> [WORK INSTRUCTION A]
Please answer these from the thread on TLS fingerprinting, one line each, marked (i), (ii), (iii):
(i) For how long has Chrome randomized its ClientHello extension order?
(ii) What did Cloudflare switch to after the Chrome change?
(iii) What does the thread give as the IP transit cost of the scraper traffic mentioned?
> [WORK INSTRUCTION B]
Carry on the thread about TLS fingerprinting from its final sentence.

Start of PROVIDED TEXT

Part of the fingerprint is stuff like the ordering of extensions, which Chrome could easily do but AFAIK doesn’t.
(AIUI Google’s Play Store is one of the biggest TLS fingerprinting culprits.)
Chrome has randomized its ClientHello extension order for two years now.[0]
The companies to blame here are solely the ones employing these fingerprinting techniques, and those relying on services of these companies (which is a worryingly large chunk of the web). For example, after the Chrome change, Cloudflare just switched to a fingerprinter that doesn't check the order.[1]
[0]: https://chromestatus.com/feature/5124606246518784
[1]: https://blog.cloudflare.com/ja4-signals/
> blame here are solely the ones employing these fingerprinting techniques,
Sure. And it's a tragedy. But when you look at the bot situation and the sheer magnitude of resource abuse out there, you have to see it from the other side.
FWIW the conversation mentioned above, we acknowledged that and moved on to talk about behavioural fingerprinting and why it makes sense not to focus on the browser/agent alone but what gets done with it.
Last time I saw someone complaining about scrapers, they were talking about 100gib/month. That's 300kbps. Less than $1/month in IP transit and ~$0 in compute. Personally I've never noticed bots show up on a resource graph. As long as you don't block them, they won't bother using more than a few IPs and they'll backoff when they're throttled
For some sites, things are a lot worse. See, for example, Jonathan Corbet's report[0].

End of PROVIDED TEXT
Start of DATA SECTION

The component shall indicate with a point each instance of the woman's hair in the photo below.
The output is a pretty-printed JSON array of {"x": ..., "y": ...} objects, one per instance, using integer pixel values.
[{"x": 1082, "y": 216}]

End of DATA SECTION

> [ANSWER BOX A]
(i) Two years.
(ii) A fingerprinter that doesn't check the extension order.
(iii) Less than $1/month.

> [ANSWER BOX B]
0 - https://social.kernel.org/notice/AqJkUigsjad3gQc664
How can you say it's $0 in compute without knowing if the data returned required any computation?
Didn't rachelbytheebay post recently that her blog was being swamped? I've heard that from a few self-hosting bloggers now. And Wikipedia has recently said more than half of traffic is noe bots. ARe you claiming this isn't a real problem?
> The companies to blame here are solely the ones employing these fingerprinting techniques,
Let's not go blaming vulnerabilities on those exploiting them. Exploitation is also bad but being exploitable is a problem in and of itself.
> Let's not go blaming vulnerabilities on those exploiting them. Exploitation is also bad but being exploitable is a problem in and of itself.
There's "vulnerabilities" and there's "inherent properties of a complex protocol that is used to transfer data securely". One of the latter is that metadata may differ from client to client for various reasons, inside the bounds accepted in the standard. If you discriminate based on such metadata, you have effectively invented a new proprietary protocol that certain existing browsers just so happen to implement.
It's like the UA string, but instead of just copying a single HTTP header, new browsers now have to reverse engineer the network stack of existing ones to get an identical user experience.
I get that. I don't condone the behavior of those doing the fingerprinting. But what I'm saying is that the fact that it is possible to fingerprint should in pretty much all cases be viewed as a sort of vulnerability.
It isn't necessarily a critical vulnerability. But it is a problem on some level nonetheless. To the extent possible you should not be leaking information that you did not intend to share.
A protocol that can be fingerprinted is similar to a water pipe with a pinhole leak. It still works, it isn't (necessarily) catastrophic, but it definitely would be better if it wasn't leaking.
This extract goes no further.